Source data —
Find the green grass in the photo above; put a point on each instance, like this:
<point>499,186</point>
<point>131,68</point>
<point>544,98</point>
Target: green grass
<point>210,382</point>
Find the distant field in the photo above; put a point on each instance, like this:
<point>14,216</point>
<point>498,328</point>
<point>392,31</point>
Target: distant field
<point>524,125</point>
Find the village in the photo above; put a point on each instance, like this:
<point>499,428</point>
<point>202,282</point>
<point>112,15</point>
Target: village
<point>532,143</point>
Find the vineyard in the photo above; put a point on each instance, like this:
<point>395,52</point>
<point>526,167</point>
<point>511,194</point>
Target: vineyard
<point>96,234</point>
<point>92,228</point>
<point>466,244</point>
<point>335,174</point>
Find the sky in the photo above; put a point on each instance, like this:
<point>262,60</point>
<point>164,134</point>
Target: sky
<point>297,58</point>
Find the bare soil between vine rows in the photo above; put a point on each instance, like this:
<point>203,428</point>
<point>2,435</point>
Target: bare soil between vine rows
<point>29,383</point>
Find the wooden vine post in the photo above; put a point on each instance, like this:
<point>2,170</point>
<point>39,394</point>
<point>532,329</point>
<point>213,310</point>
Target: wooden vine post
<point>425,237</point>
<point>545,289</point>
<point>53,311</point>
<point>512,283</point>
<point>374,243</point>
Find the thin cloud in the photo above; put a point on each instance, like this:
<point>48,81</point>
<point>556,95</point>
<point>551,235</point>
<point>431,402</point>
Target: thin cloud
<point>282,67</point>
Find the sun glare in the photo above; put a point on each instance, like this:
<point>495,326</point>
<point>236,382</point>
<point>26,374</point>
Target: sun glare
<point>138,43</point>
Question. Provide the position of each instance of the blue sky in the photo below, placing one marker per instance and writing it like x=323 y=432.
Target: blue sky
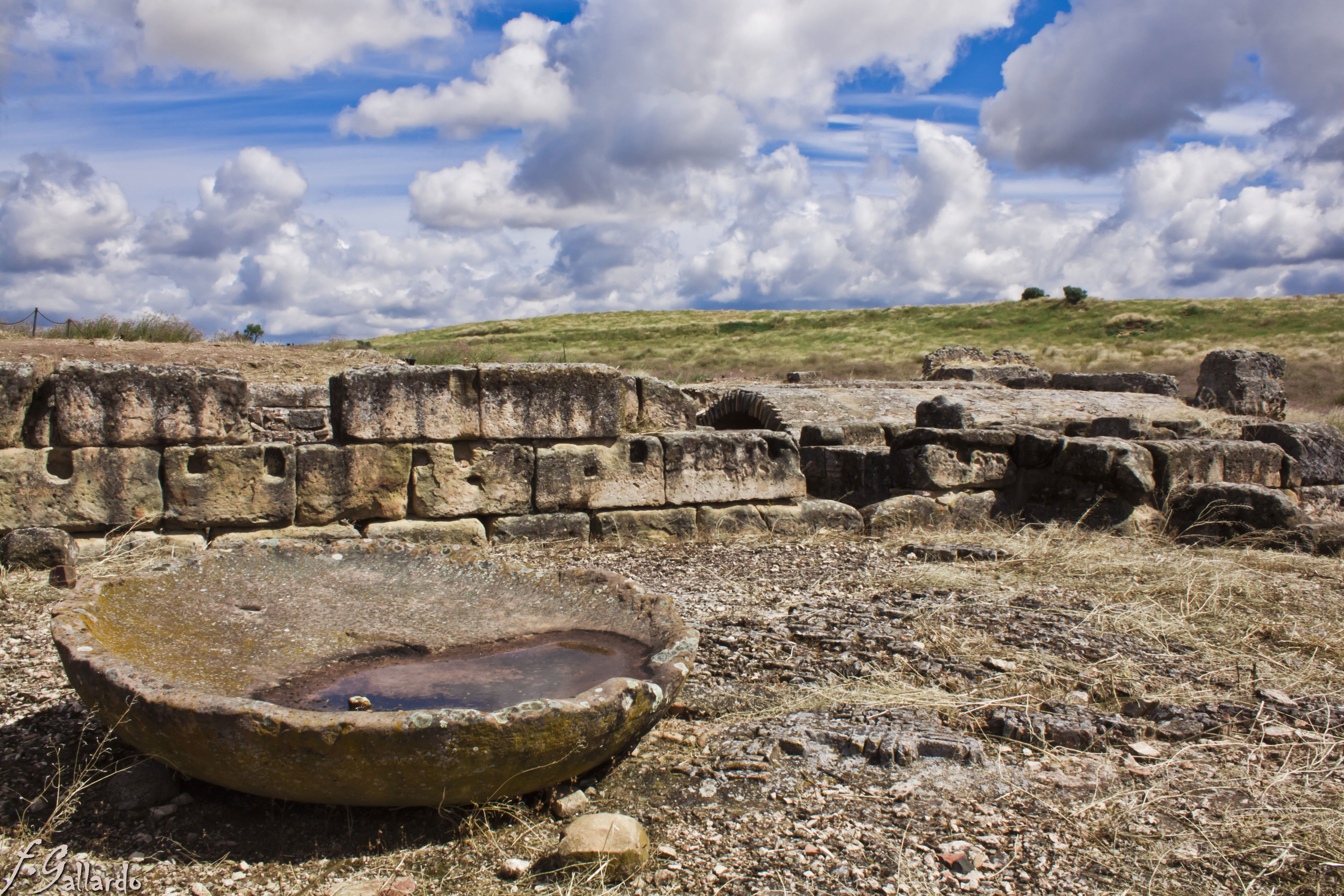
x=377 y=166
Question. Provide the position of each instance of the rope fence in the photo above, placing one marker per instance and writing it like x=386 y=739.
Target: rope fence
x=31 y=320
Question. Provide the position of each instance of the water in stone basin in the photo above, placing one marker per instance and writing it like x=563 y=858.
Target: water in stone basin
x=486 y=678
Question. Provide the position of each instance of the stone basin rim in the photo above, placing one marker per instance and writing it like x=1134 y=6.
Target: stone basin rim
x=611 y=715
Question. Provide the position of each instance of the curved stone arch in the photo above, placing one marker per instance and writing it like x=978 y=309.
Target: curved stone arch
x=738 y=408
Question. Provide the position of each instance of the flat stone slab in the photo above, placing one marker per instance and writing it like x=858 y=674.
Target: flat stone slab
x=398 y=404
x=353 y=483
x=472 y=477
x=552 y=401
x=18 y=386
x=229 y=485
x=80 y=490
x=626 y=473
x=143 y=405
x=710 y=468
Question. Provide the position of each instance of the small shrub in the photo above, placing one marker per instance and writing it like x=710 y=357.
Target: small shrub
x=147 y=328
x=1134 y=323
x=750 y=327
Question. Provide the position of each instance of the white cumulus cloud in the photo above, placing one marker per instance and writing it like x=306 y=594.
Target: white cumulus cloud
x=518 y=87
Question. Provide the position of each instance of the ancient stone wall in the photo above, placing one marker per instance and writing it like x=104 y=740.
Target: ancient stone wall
x=542 y=452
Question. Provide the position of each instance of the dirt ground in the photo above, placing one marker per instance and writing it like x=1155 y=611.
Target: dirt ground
x=259 y=363
x=1096 y=715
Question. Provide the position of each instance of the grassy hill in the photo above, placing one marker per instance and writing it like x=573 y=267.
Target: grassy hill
x=1162 y=336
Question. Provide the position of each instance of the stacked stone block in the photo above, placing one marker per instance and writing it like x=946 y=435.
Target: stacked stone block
x=562 y=452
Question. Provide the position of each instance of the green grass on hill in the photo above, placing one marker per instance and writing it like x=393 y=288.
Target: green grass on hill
x=1162 y=336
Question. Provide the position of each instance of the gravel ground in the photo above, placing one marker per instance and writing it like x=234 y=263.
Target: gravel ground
x=1088 y=715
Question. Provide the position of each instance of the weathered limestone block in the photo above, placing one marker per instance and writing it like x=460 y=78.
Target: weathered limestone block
x=935 y=467
x=291 y=425
x=140 y=405
x=740 y=519
x=674 y=524
x=1111 y=463
x=1242 y=382
x=351 y=483
x=859 y=433
x=552 y=401
x=1147 y=384
x=811 y=516
x=1128 y=428
x=406 y=404
x=1035 y=448
x=605 y=840
x=124 y=543
x=941 y=413
x=80 y=490
x=1316 y=448
x=984 y=440
x=1221 y=511
x=904 y=512
x=38 y=549
x=429 y=531
x=732 y=465
x=472 y=477
x=626 y=473
x=663 y=408
x=232 y=485
x=541 y=527
x=18 y=386
x=848 y=473
x=975 y=510
x=290 y=394
x=238 y=538
x=1184 y=461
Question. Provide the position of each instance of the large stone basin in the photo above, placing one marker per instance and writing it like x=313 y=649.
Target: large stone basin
x=176 y=659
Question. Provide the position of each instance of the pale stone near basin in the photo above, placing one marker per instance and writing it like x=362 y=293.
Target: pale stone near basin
x=904 y=512
x=471 y=477
x=18 y=386
x=626 y=473
x=663 y=408
x=38 y=549
x=353 y=483
x=552 y=401
x=80 y=490
x=429 y=531
x=1178 y=463
x=238 y=538
x=1111 y=463
x=541 y=527
x=675 y=524
x=936 y=467
x=617 y=843
x=140 y=405
x=811 y=516
x=746 y=465
x=229 y=485
x=741 y=519
x=393 y=404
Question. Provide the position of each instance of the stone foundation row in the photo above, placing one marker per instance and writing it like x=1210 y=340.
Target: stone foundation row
x=311 y=485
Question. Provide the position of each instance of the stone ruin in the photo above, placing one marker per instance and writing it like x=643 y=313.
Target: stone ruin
x=577 y=452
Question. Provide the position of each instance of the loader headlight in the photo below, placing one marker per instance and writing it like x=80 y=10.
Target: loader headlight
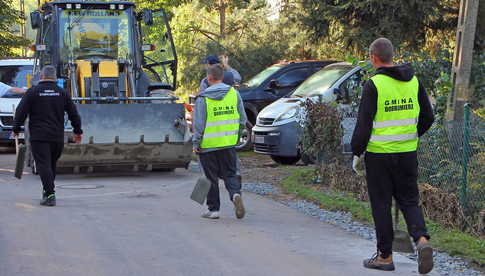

INSTRUCTIONS FOR THE TASK — Only the lines above starting with the line with "<point>203,428</point>" and going on through the line with "Question. Provide the position of each instance of the flat" belong in the answer; repeat them exactly, minus any picture.

RESPONSE TO THIS EXERCISE —
<point>203,428</point>
<point>2,435</point>
Target: bare soil between vine rows
<point>29,383</point>
Find the wooden vine post in the photo above; put a point on each instance, like this:
<point>2,170</point>
<point>39,394</point>
<point>532,329</point>
<point>213,310</point>
Target: wooden vine post
<point>425,237</point>
<point>545,289</point>
<point>53,311</point>
<point>512,283</point>
<point>374,243</point>
Find the thin cloud in the photo above; put a point on each instance, like this:
<point>48,81</point>
<point>556,95</point>
<point>551,235</point>
<point>431,402</point>
Target: thin cloud
<point>282,67</point>
Find the sun glare in the photo above; put a point on each instance, like this:
<point>495,326</point>
<point>236,382</point>
<point>26,374</point>
Target: sun glare
<point>138,43</point>
Question. Provide the position of each instance of the blue sky in the photo below, placing one marker per instance and writing it like x=323 y=432.
Target: blue sky
x=377 y=166
Question. Provide the position of each instance of the rope fence in the photo above, placing one marker per instance and writing it like x=386 y=739.
Target: rope fence
x=31 y=320
Question. Provide the position of each instance of the water in stone basin in the photo above, placing one marker per instance and writing it like x=563 y=858.
Target: water in stone basin
x=486 y=678
Question. Provide the position of each instance of the stone basin rim in the photo above, placing one marker per instance and writing it like x=1134 y=6.
Target: stone basin rim
x=611 y=715
Question. Provide the position of each instance of the curved stone arch in the photo above, placing one marker per instance and writing it like x=978 y=309.
Target: curved stone arch
x=738 y=408
Question. Provide the position of each instance of the flat stone slab in the photo above, placing one marker per instance and writing it like x=858 y=674.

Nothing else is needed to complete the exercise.